## TASK DESCRIPTION:
Determine the number of lines in the listing that contain "segment". Write only that number.

##########

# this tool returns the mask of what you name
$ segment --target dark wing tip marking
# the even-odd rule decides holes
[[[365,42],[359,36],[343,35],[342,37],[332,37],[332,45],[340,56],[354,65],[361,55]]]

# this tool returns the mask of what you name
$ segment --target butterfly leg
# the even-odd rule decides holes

##########

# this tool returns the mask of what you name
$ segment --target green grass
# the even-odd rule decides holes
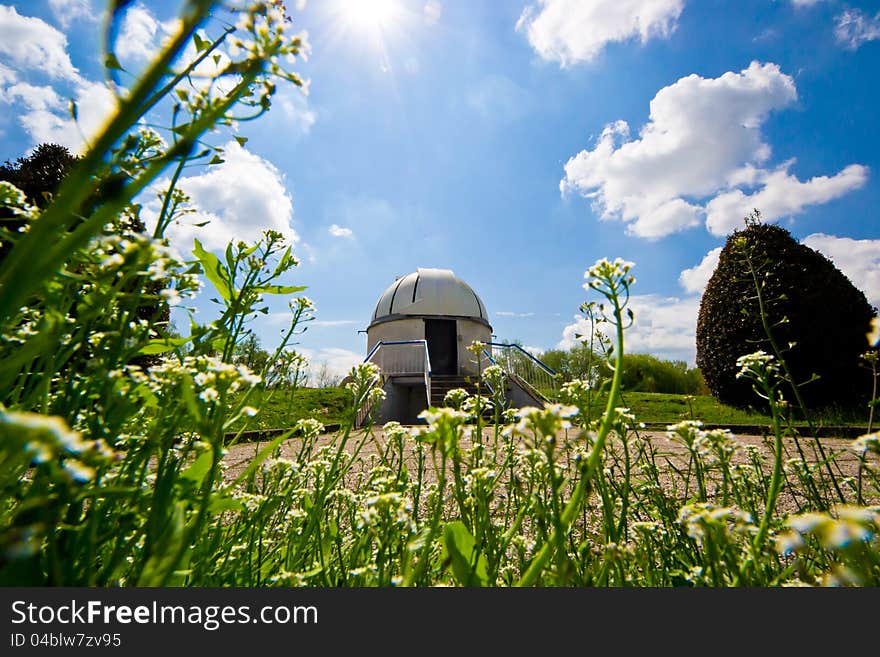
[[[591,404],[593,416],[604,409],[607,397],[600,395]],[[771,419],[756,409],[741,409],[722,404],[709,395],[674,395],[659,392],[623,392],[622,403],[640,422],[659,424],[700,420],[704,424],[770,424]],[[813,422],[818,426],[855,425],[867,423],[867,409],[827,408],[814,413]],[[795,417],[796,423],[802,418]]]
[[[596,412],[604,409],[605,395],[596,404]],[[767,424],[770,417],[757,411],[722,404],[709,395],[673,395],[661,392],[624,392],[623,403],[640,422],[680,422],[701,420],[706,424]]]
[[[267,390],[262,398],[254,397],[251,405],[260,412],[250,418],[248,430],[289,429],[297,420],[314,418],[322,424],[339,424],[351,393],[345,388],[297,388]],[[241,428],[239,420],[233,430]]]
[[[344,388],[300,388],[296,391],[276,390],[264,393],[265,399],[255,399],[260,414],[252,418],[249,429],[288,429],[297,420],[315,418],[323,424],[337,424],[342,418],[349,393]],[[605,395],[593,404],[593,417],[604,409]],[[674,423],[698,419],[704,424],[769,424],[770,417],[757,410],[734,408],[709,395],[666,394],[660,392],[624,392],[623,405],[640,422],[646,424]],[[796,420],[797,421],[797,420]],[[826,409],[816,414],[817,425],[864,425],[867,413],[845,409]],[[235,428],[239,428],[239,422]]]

##########

## EXERCISE ANSWER:
3